::: Dataset rows :::

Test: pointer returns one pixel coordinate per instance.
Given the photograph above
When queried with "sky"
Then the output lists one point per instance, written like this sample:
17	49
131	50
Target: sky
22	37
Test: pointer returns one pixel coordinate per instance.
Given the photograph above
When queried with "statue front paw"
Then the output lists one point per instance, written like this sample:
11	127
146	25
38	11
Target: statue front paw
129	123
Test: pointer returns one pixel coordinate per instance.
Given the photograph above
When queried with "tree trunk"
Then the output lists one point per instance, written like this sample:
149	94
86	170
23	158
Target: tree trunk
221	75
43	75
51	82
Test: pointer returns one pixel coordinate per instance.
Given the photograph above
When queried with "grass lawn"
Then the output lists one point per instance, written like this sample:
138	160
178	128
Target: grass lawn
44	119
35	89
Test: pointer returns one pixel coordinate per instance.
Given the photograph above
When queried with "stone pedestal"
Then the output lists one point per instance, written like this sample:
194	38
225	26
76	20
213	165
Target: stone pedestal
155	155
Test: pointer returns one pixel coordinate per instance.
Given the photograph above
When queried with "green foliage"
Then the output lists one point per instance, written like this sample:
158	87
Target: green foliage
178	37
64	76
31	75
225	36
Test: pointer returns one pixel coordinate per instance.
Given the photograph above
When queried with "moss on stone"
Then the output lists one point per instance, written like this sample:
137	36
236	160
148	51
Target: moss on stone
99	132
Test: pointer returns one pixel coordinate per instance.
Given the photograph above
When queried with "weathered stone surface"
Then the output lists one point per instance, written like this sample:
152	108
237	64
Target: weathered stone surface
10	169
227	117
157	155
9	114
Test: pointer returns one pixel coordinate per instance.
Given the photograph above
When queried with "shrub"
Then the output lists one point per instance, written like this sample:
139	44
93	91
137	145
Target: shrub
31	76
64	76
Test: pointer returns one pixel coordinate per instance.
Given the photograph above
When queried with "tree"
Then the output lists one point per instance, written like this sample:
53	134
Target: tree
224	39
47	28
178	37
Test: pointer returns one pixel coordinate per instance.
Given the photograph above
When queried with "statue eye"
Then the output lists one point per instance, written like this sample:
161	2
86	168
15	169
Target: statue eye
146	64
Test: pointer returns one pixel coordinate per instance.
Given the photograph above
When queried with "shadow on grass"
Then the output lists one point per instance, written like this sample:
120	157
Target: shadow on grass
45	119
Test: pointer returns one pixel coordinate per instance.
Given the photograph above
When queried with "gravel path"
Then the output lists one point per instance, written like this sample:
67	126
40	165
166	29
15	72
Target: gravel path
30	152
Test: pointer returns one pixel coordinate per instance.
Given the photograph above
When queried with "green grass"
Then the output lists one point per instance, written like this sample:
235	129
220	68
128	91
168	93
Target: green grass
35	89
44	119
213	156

:::

§ **Written problem**:
Which lines of the data above contain the string "weathered", with case counting? Pick out each of those lines and copy it in full.

§ **Answer below**:
When queried with "weathered stone surface"
Target: weathered stone surface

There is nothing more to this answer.